§ **Raw data**
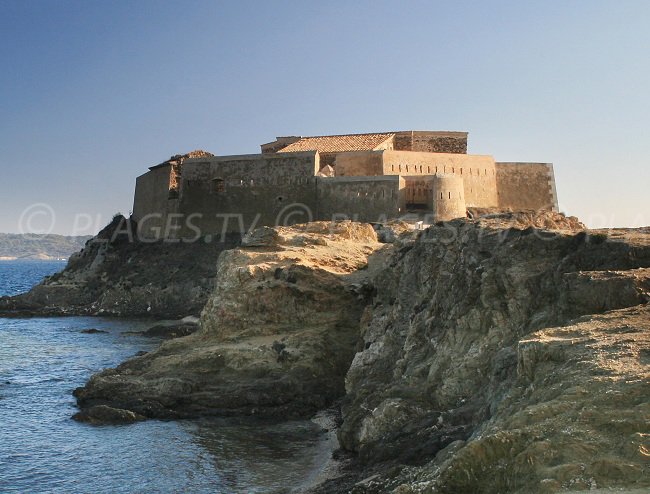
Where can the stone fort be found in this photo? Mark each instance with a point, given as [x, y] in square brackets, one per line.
[365, 177]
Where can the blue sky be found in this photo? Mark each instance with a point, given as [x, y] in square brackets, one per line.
[92, 93]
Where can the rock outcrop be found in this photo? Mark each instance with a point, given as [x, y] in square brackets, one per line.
[505, 359]
[277, 335]
[509, 353]
[116, 274]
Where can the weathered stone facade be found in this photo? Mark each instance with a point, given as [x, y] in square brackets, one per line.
[367, 177]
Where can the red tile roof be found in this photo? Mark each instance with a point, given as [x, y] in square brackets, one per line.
[338, 144]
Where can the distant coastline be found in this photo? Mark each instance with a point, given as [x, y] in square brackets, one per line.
[39, 247]
[45, 259]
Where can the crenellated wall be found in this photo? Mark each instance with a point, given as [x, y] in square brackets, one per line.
[373, 199]
[478, 172]
[526, 186]
[225, 194]
[152, 203]
[431, 141]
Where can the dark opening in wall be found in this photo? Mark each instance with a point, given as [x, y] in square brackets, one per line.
[218, 185]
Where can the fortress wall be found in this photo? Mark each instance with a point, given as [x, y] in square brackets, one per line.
[360, 198]
[359, 163]
[478, 172]
[419, 190]
[235, 193]
[526, 186]
[151, 201]
[431, 142]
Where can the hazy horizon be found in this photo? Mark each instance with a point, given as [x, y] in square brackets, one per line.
[95, 93]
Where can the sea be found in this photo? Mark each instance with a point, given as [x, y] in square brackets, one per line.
[42, 450]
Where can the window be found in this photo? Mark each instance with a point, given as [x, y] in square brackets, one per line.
[218, 185]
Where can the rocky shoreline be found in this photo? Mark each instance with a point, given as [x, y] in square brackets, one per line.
[508, 353]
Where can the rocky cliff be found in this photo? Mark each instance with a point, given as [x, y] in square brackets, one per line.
[505, 359]
[504, 354]
[116, 274]
[277, 334]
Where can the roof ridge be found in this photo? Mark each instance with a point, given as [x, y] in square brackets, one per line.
[345, 135]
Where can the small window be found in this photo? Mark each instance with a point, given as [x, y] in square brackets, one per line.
[218, 185]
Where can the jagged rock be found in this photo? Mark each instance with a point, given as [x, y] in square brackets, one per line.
[102, 414]
[501, 357]
[169, 331]
[118, 275]
[272, 343]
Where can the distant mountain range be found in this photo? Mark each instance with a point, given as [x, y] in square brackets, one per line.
[33, 246]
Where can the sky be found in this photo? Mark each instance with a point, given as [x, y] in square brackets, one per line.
[93, 93]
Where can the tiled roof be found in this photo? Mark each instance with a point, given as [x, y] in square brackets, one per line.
[338, 144]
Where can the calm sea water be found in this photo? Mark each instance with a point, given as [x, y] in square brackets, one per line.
[42, 450]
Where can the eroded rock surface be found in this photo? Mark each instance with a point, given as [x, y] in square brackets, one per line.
[505, 359]
[116, 274]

§ **What is required**
Each entry above should be reproduced exactly, with the pictures removed.

§ **Answer space**
Where can the stone fort be found in this photo? Mark each instance with a point, given as [x, y] in square brackets, one per line.
[365, 177]
Where can the blue sky be found in this photo? Mark each instance with a point, given as [x, y] in square brackets, one per line.
[92, 93]
Where can the rock outcrop be found in this photo? Mark each instance with a point, given as [x, y] in square brackets, one per line.
[505, 359]
[277, 335]
[509, 353]
[116, 274]
Where can the weathered stone facade be found in this photo? Mark each instance with a point, given as [x, y] in square brackets, one per line.
[367, 177]
Where can the red tile roof be found in this photo? Mark each instance with a point, given as [x, y] in square brackets, one per line.
[338, 144]
Where can the distant coastline be found in this photo? Mark each instance with a point, given as [x, y] in square brackets, one per line.
[39, 247]
[45, 259]
Where can the crenellated wall be found in this photo? Mark each instance with a point, given as [x, y] in square brackets, one per line.
[373, 199]
[478, 172]
[526, 186]
[225, 194]
[152, 203]
[431, 141]
Where can the dark opening in wall be found in this photo? Mark each instance with a point, given as [x, y] in square brackets, one per line.
[218, 185]
Where can the fortress wall be found in this photo? Mark each instance with a point, given as [x, y] in square brackets, one per line.
[360, 198]
[359, 163]
[478, 172]
[419, 190]
[235, 193]
[526, 186]
[151, 201]
[431, 142]
Where can the hazy horizon be found in this photo? Mark each instance with a point, given as [x, y] in square brackets, one per line.
[95, 93]
Where can the sea be found in this photo? Mark each instance with a point, given as [x, y] in square brackets, one per line.
[42, 450]
Where can the window be found in this photo? Mark each instance with a point, given as [x, y] in square brackets, one per line.
[218, 185]
Where can the rocky shoreline be found in this photo? Mark each instance with a point, given as [x, y] in square brackets, one per line.
[508, 353]
Where can the rocky cliff be found in this photo? Mark each instance with a point, given as [x, y] in square brackets, one per line.
[505, 359]
[504, 354]
[116, 274]
[277, 334]
Where can the roof ridge be found in this photo? Mark each instance with a point, given as [x, y] in square brackets, one per line.
[345, 135]
Where can the small window be found in this photo? Mark each instance with a point, given as [x, y] in square brackets, one per line.
[218, 185]
Where can the jagged rock be found in this photo? Mark each instance with a point, given as [x, y] in square brackets, one per line.
[102, 414]
[501, 357]
[169, 331]
[118, 275]
[272, 343]
Where can the distant mountain range be found in this photo? Mark each instance with a point, given as [x, y] in square brackets, one per line.
[33, 246]
Where can the sky be found in this photo? Mark each instance with a point, given as [x, y] in square brackets, one per line.
[93, 93]
Where can the tiled roof be found in this photo? Mark each instance with a point, given as [x, y] in square brackets, one per line.
[338, 144]
Where can the calm sea water be found in this photo? Mark each instance with a point, given as [x, y] in square brackets, one per line.
[42, 450]
Where can the eroded rock surface be found in this photo? Mark each instance with a point, given as [x, y] in square brackets, one per line.
[505, 359]
[116, 274]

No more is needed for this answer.